SELECTED PASSAGE:
------

Workflow:Apache Druid Streaming Ingestion Management
| Knowledge Sources | |
|---|---|
| Domains | Data_Engineering, Stream_Processing, Real_Time_Analytics |
| Last Updated | 2026-02-10 10:00 GMT |
Overview
End-to-end process for creating, monitoring, and managing streaming ingestion supervisors in Apache Druid, covering Kafka and Kinesis data source configuration through the web console's Load Data wizard and Supervisors management view.
Description
This workflow covers the streaming ingestion lifecycle in the Druid web console. Streaming ingestion uses supervisors that continuously read from message streams (Apache Kafka topics or Amazon Kinesis streams) and create Druid segments in near-real-time. The workflow spans two console views: the Load Data wizard for initial supervisor creation (reusing the same multi-step process as batch ingestion but with streaming-specific configuration), and the Supervisors view for ongoing monitoring and management of running supervisors.
Key capabilities:
- Supervisor creation via the Load Data wizard with Kafka or Kinesis input sources
- Real-time supervisor status monitoring with lag metrics
- Per-partition offset tracking and management
- Supervisor lifecycle operations (suspend, resume, reset, terminate)

------

Image location labeling rows:
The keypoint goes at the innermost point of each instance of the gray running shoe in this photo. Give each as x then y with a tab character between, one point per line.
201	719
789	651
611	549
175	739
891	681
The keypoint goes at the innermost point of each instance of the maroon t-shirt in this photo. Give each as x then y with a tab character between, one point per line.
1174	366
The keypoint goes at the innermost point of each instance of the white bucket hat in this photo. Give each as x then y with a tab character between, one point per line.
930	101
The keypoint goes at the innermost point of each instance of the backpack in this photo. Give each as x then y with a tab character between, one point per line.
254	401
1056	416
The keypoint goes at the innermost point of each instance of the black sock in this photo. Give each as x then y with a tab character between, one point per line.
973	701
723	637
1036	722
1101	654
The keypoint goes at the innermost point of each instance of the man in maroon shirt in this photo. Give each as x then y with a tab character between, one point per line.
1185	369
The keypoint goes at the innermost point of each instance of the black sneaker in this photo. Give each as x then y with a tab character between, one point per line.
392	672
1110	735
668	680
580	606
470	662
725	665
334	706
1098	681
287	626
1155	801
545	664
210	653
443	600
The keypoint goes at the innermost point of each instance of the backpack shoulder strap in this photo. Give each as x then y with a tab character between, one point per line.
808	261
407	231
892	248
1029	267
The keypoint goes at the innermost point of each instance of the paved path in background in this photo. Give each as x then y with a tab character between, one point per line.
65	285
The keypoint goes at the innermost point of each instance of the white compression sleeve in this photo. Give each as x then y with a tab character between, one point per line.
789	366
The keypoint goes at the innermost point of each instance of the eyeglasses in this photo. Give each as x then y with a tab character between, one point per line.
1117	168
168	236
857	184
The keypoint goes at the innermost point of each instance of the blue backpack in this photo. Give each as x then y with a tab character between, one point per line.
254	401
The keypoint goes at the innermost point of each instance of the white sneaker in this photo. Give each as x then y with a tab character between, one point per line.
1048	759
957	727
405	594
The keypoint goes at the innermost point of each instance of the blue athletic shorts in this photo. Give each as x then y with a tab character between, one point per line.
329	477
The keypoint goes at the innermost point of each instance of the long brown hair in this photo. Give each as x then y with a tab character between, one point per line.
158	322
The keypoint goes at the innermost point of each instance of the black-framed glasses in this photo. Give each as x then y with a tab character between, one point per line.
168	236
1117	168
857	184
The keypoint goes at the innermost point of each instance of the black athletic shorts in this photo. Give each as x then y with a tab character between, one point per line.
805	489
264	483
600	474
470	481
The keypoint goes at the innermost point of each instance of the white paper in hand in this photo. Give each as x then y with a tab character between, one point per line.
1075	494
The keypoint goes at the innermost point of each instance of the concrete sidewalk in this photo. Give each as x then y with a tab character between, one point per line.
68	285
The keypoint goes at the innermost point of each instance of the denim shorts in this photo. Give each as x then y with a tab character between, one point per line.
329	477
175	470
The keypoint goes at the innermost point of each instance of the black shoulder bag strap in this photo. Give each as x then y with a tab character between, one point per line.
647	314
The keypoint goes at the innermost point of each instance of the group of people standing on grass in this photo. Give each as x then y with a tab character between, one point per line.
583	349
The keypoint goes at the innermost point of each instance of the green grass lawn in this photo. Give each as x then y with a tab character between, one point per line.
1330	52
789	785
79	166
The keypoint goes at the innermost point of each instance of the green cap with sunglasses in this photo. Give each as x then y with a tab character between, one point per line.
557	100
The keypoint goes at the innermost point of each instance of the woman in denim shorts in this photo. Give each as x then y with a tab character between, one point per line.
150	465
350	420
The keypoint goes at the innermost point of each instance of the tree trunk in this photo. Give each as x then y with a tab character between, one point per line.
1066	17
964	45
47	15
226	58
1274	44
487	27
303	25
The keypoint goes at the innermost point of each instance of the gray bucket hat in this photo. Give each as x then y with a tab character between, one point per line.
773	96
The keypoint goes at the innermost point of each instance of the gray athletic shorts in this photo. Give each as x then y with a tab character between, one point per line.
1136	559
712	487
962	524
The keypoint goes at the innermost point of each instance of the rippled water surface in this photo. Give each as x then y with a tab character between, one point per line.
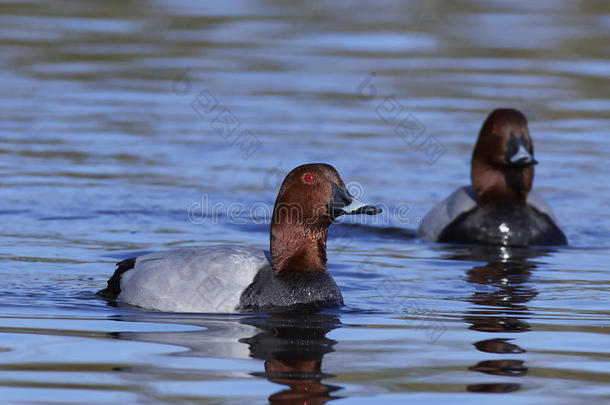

------

REQUEST A: List every supervisor lifecycle operation named in the Druid streaming ingestion page above.
REQUEST B: Render this sentence from the Druid streaming ingestion page in Spanish: "Streaming ingestion uses supervisors that continuously read from message streams (Apache Kafka topics or Amazon Kinesis streams) and create Druid segments in near-real-time."

TASK ANSWER A: suspend, resume, reset, terminate

TASK ANSWER B: La ingesta en streaming utiliza supervisores que leen continuamente de flujos de mensajes (temas de Apache Kafka o flujos de Amazon Kinesis) y crean segmentos de Druid casi en tiempo real.